• Passage shown:
★ ★ ★ ★ ★ ★ ★

Commodity finance H1 2023: A stagnant market

Reporter
TXF has officially released its commodity finance data for the first half of 2023. The data reflects a stagnant market, with depressed volumes and reduced activity across all regions.

On the current evidence, 2023 will not go down as a vintage year for commodity trade finance. TXF Intelligence’s H1 2023 Commodity Finance Data Report has arrived, and the numbers reveal a sharp nosedive in activity that should raise questions about the long-term health of the industry. The full report is available for subscribers to TXF Intelligence through this link.

The headline figures are stark: TXF has recorded just 53 deals, down from 77 in H1 2022. Total volumes at the time of writing sit at $58.3 billion, a notable decrease on last year, when volumes reached $69.3 billion.

★ ★ ★ ★ ★ ★ ★

• Dataset content:
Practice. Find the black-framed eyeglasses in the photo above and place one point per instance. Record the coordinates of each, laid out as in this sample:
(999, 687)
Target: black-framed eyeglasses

★ ★ ★ ★ ★ ★ ★

• Task item A: According to the passage on commodity finance in H1 2023, how many deals did TXF record in the first half of 2023?
• Task item B: Write the next paragraph of the passage on commodity finance in H1 2023, picking up after its final sentence.

• Your response A: 53 deals.

• Your response B:
Commodity traders of all sizes have faced new challenges in the wake of the COVID-19 pandemic and the war in Ukraine, and it was no surprise to see depressed trade finance volumes for the period 2020-2022. Volatile commodity prices created huge profits for many trading houses, but exposure to high margin calls left many by the wayside, with SMEs in particular struggling to access bank credit for their trades.

The emergence of new fraud cases in 2023 has further impacted liquidity in the market. It was just a few years ago that two high-profile commodity finance banks permanently withdrew from the industry after a number of trading scandals in Asia-Pacific in 2020. In addition, Russia’s violence in Ukraine has effectively removed two major producer countries from global supply chains, reducing appetite for commodity finance.

Yet in the absence of another major black swan event in 2023 so far, some signs of progress would have offered welcome respite. While other financial sectors continue their post-COVID recovery (TXF Intelligence’s H1 2023 Export Finance Data Report reveals that volumes are at their highest for five years), commodity finance languishes.

This data comes with the caveat that it does not and cannot cover every commodity finance deal from H1 2023, since banks prefer to keep their bilateral activity with clients private. However, it still offers an insightful barometer for the health of the industry in relation to previous years.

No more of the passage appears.